[Goal]:
Write each line word for word, from the line that contains "point_to annotates the person" through the last line of the material below.

[Records to process]:
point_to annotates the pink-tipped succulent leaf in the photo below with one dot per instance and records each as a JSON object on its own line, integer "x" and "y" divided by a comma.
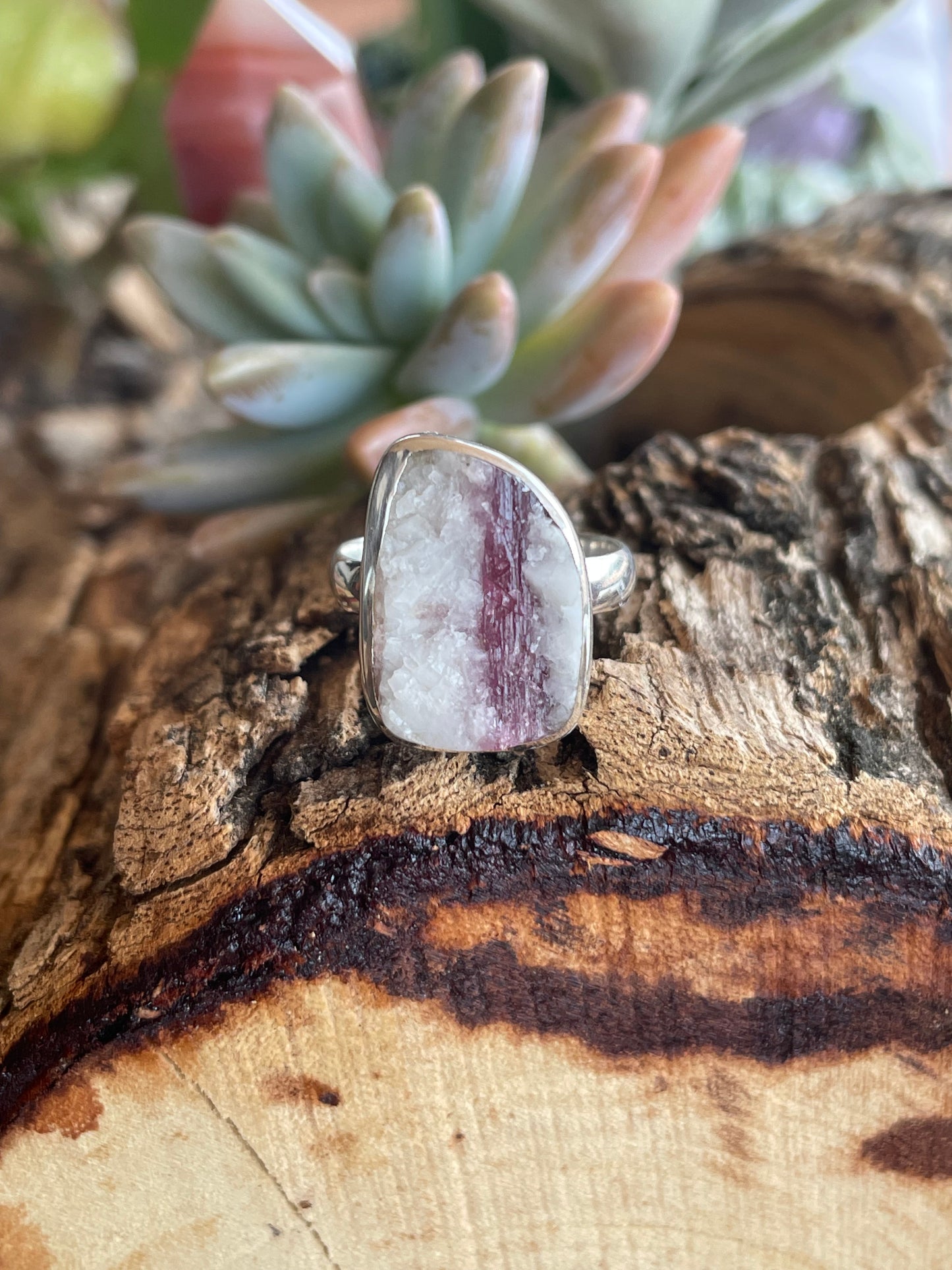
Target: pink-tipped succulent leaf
{"x": 483, "y": 278}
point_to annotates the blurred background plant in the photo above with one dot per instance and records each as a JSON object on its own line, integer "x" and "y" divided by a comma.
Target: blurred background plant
{"x": 831, "y": 107}
{"x": 83, "y": 89}
{"x": 470, "y": 281}
{"x": 171, "y": 112}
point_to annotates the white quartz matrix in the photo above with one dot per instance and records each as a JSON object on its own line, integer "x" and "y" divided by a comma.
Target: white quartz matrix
{"x": 478, "y": 621}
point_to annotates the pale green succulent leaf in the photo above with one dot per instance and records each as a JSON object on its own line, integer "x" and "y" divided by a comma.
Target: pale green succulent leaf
{"x": 553, "y": 28}
{"x": 488, "y": 161}
{"x": 316, "y": 175}
{"x": 296, "y": 385}
{"x": 540, "y": 449}
{"x": 254, "y": 210}
{"x": 471, "y": 345}
{"x": 611, "y": 121}
{"x": 773, "y": 52}
{"x": 588, "y": 359}
{"x": 574, "y": 241}
{"x": 269, "y": 277}
{"x": 410, "y": 276}
{"x": 650, "y": 45}
{"x": 431, "y": 109}
{"x": 358, "y": 204}
{"x": 178, "y": 257}
{"x": 233, "y": 468}
{"x": 341, "y": 295}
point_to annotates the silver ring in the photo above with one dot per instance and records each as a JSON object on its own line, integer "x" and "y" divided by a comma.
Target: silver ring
{"x": 475, "y": 598}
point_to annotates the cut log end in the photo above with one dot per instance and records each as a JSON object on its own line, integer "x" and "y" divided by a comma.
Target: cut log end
{"x": 673, "y": 991}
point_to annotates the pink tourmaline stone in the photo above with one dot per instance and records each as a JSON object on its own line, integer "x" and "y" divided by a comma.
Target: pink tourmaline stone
{"x": 479, "y": 608}
{"x": 217, "y": 112}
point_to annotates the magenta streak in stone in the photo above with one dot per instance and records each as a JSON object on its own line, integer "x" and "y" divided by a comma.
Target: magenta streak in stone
{"x": 508, "y": 629}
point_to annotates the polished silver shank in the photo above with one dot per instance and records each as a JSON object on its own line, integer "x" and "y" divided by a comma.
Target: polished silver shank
{"x": 608, "y": 563}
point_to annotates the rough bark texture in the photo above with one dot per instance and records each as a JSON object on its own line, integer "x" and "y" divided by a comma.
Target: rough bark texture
{"x": 675, "y": 991}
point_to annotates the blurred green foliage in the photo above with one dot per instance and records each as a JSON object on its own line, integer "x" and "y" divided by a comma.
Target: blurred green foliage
{"x": 51, "y": 50}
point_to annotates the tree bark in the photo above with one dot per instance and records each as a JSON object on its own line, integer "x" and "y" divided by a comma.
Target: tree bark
{"x": 675, "y": 991}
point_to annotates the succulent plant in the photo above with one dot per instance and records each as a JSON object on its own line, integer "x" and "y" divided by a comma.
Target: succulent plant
{"x": 701, "y": 61}
{"x": 64, "y": 67}
{"x": 697, "y": 60}
{"x": 479, "y": 282}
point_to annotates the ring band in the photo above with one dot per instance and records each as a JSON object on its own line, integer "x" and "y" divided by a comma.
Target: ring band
{"x": 475, "y": 596}
{"x": 608, "y": 564}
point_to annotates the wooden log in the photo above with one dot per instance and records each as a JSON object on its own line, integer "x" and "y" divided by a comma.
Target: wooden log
{"x": 673, "y": 992}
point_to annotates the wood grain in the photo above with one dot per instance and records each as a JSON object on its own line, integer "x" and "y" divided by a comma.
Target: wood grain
{"x": 675, "y": 991}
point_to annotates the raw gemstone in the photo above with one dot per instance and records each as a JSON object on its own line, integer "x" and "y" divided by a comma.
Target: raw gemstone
{"x": 478, "y": 610}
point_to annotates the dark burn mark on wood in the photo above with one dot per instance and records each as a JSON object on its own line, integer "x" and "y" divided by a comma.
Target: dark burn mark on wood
{"x": 920, "y": 1147}
{"x": 71, "y": 1109}
{"x": 338, "y": 916}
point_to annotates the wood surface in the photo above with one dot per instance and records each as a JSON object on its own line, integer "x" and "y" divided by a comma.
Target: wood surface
{"x": 675, "y": 992}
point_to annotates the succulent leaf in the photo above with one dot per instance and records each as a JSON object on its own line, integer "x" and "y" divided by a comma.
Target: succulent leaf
{"x": 235, "y": 468}
{"x": 471, "y": 345}
{"x": 654, "y": 46}
{"x": 553, "y": 28}
{"x": 312, "y": 165}
{"x": 479, "y": 287}
{"x": 696, "y": 173}
{"x": 611, "y": 121}
{"x": 341, "y": 295}
{"x": 410, "y": 276}
{"x": 576, "y": 238}
{"x": 269, "y": 277}
{"x": 231, "y": 535}
{"x": 357, "y": 208}
{"x": 779, "y": 49}
{"x": 488, "y": 161}
{"x": 296, "y": 385}
{"x": 431, "y": 109}
{"x": 178, "y": 257}
{"x": 588, "y": 359}
{"x": 367, "y": 445}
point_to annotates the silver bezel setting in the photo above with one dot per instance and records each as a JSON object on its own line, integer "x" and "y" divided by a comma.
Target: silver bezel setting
{"x": 385, "y": 484}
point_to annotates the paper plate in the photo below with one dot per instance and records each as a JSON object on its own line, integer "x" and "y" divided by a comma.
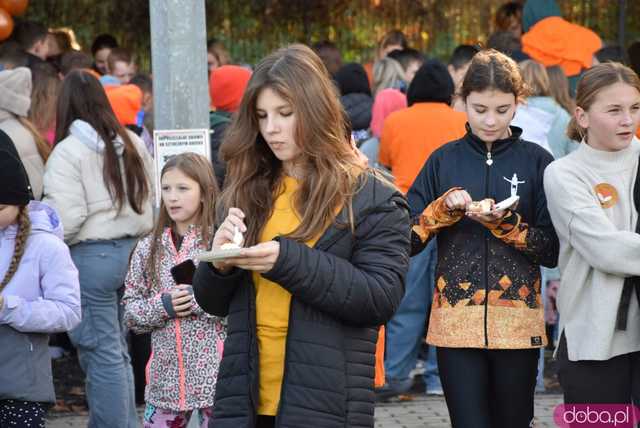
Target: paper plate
{"x": 211, "y": 256}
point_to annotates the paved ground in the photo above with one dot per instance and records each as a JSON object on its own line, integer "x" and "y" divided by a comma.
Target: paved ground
{"x": 423, "y": 411}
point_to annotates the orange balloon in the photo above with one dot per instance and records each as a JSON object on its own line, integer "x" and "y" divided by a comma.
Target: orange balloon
{"x": 6, "y": 24}
{"x": 14, "y": 7}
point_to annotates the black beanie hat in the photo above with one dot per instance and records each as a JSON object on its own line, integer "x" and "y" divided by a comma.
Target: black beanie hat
{"x": 15, "y": 188}
{"x": 432, "y": 83}
{"x": 351, "y": 78}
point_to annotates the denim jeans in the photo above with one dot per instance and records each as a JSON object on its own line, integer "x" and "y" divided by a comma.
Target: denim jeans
{"x": 405, "y": 331}
{"x": 100, "y": 337}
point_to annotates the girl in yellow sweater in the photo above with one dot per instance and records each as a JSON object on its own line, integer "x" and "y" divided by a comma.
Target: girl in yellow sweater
{"x": 326, "y": 250}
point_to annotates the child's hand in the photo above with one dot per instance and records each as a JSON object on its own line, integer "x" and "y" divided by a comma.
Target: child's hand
{"x": 259, "y": 258}
{"x": 225, "y": 234}
{"x": 182, "y": 300}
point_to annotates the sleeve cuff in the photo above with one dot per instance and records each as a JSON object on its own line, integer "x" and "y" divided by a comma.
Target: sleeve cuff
{"x": 436, "y": 216}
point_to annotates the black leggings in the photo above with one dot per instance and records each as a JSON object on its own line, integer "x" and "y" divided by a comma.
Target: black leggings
{"x": 487, "y": 388}
{"x": 22, "y": 414}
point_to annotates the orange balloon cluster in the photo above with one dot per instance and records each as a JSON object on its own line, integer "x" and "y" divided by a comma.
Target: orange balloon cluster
{"x": 8, "y": 9}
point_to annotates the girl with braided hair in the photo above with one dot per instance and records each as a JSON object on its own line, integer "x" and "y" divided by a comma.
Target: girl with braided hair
{"x": 39, "y": 294}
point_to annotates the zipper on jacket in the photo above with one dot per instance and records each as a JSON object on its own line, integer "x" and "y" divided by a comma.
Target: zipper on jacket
{"x": 489, "y": 162}
{"x": 182, "y": 403}
{"x": 284, "y": 373}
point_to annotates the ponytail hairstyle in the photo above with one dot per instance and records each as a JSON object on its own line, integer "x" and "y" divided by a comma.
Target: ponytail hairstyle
{"x": 490, "y": 69}
{"x": 24, "y": 229}
{"x": 199, "y": 169}
{"x": 82, "y": 97}
{"x": 592, "y": 82}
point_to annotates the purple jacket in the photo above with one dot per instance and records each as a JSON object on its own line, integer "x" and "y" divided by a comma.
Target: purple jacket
{"x": 44, "y": 294}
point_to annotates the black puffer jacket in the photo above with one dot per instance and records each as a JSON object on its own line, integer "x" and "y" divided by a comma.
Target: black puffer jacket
{"x": 342, "y": 289}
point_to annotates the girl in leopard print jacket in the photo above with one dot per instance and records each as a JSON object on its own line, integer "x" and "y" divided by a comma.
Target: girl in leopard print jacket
{"x": 186, "y": 342}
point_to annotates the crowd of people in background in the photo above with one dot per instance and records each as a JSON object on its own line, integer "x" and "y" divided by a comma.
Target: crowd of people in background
{"x": 362, "y": 264}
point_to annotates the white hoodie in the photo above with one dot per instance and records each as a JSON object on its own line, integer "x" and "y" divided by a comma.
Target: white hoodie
{"x": 74, "y": 186}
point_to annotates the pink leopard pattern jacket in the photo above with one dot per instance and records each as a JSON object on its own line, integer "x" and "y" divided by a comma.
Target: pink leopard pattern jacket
{"x": 186, "y": 352}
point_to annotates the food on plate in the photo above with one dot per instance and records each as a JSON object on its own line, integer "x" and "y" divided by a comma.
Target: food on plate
{"x": 483, "y": 206}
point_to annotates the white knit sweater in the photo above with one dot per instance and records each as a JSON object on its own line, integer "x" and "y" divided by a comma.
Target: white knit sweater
{"x": 598, "y": 248}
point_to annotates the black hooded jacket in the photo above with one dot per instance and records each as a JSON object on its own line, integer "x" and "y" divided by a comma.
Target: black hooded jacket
{"x": 342, "y": 289}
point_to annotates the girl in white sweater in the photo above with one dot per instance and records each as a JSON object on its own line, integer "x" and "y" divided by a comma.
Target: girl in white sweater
{"x": 590, "y": 197}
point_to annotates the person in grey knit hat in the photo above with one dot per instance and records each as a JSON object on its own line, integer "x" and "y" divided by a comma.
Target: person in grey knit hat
{"x": 15, "y": 87}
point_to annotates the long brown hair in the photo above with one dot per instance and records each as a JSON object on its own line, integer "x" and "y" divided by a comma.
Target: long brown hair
{"x": 44, "y": 150}
{"x": 490, "y": 69}
{"x": 24, "y": 228}
{"x": 592, "y": 82}
{"x": 82, "y": 97}
{"x": 44, "y": 96}
{"x": 559, "y": 88}
{"x": 328, "y": 161}
{"x": 199, "y": 169}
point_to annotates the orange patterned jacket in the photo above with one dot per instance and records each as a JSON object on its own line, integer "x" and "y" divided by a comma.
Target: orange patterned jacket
{"x": 487, "y": 292}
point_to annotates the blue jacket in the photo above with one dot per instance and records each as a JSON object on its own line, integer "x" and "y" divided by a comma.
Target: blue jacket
{"x": 42, "y": 297}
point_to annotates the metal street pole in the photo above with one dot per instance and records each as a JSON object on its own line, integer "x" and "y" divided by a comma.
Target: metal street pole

[Worked answer]:
point_to annotates the person in grey knit hat in the photo above with one dot per instance and records each as a JSON object on its own line, integer "x" and "y" divided by a comma.
Target: person in grey knit hat
{"x": 15, "y": 87}
point_to annotates the long brown hair in the photo above with one dot per instance and records each as a JSON object on its own line, integer "x" and "y" divided by a comma.
Target: long brown hair
{"x": 44, "y": 150}
{"x": 490, "y": 69}
{"x": 24, "y": 228}
{"x": 592, "y": 82}
{"x": 82, "y": 97}
{"x": 44, "y": 96}
{"x": 559, "y": 88}
{"x": 328, "y": 161}
{"x": 199, "y": 169}
point_to annotates the orange patterned jacket in the photo above with one dot per instance and records each as a JSON object on its own line, integer "x" and "y" divided by a comma.
Target: orange patterned jacket
{"x": 487, "y": 292}
point_to annotates the blue jacket in the photo above with one dot per instance and records each as a JSON object on its own line, integer "x" and "y" divided by a comma.
Target: blue jacket
{"x": 42, "y": 297}
point_to annotates the metal street pole in the photo above with one dot per instance and records each as a JSON object on its own line, integer "x" and "y" divided by a comma.
Target: metal street pole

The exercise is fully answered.